Task goal => For each line below, write it out exactly as it appears.

[Referring expression pointing data]
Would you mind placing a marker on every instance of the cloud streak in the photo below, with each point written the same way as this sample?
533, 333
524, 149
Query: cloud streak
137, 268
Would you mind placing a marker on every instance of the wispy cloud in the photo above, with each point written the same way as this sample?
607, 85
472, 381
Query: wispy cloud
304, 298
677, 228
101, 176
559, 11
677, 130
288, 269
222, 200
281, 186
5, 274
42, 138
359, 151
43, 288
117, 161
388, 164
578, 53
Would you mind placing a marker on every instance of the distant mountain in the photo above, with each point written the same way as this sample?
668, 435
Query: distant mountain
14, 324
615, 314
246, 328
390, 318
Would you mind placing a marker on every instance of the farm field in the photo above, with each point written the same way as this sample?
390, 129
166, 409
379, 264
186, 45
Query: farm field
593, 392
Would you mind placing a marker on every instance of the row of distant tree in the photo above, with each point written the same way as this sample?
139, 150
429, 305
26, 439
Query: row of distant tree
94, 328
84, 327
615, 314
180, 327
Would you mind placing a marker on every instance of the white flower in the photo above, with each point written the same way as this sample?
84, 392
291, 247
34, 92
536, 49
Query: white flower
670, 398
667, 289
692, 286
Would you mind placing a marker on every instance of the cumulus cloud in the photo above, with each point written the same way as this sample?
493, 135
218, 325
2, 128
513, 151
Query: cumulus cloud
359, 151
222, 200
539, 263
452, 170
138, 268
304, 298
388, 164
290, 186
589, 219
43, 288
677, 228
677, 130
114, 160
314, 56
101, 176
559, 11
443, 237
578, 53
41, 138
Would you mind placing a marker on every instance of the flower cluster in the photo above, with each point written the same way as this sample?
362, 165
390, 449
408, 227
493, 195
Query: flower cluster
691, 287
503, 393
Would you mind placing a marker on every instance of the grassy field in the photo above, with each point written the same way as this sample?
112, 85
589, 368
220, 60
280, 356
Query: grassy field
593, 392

Expected output =>
Would you mind placing a marker on every instance of the cloud streak in the photo below, with each point written the same way as this sample?
533, 333
524, 149
Query: cloud streak
137, 268
Would you mind placing a marker on every instance of the wispy cloud in the photo above, with each point written the same way as this sample?
607, 85
472, 381
Query: wispy cloud
304, 298
677, 228
101, 176
559, 11
677, 130
288, 269
222, 200
281, 186
5, 274
42, 138
359, 151
43, 288
117, 161
388, 164
578, 53
Would you mind placing a marker on every instance of the distant mountain in the photo above, with each point written the same way as this sample?
668, 435
Query: distant mountain
14, 324
615, 314
246, 328
390, 318
Would you mind placing a marker on every instance of the farm field in the photo above, with each point written the same way as this sample?
390, 129
166, 409
379, 264
186, 45
Query: farm field
593, 392
Would you mind placing a marker on every instance of the row of distant tree in the photo above, with each point written the same way as this sample?
139, 150
429, 305
26, 439
Query: row of distant tree
94, 328
84, 327
615, 314
180, 327
Would you mind placing a marker on every instance of the white flower in the photo above, with each point written the same way as this sample?
84, 392
291, 247
34, 92
536, 49
Query: white flower
670, 398
667, 289
692, 286
Would you mind placing a marker on every instance of the cumulus cloud in the photo above, with each point written the same way as this sample?
493, 135
218, 325
2, 128
513, 151
Query: cumulus cloud
359, 151
222, 200
539, 263
452, 170
138, 268
304, 298
388, 164
290, 186
589, 219
43, 288
677, 228
677, 130
114, 160
314, 56
101, 176
559, 11
443, 237
578, 53
41, 138
Would you mind placing a marker on every instance of the flower cluster in the photo above, with each point written the same way as this sample?
362, 165
390, 449
408, 227
493, 195
Query: flower cluster
691, 287
503, 393
Would you mind placing a marker on every instance of the grassy field in the photo above, with each point written the same way as this sample?
112, 85
589, 368
220, 60
280, 356
Query: grassy field
593, 392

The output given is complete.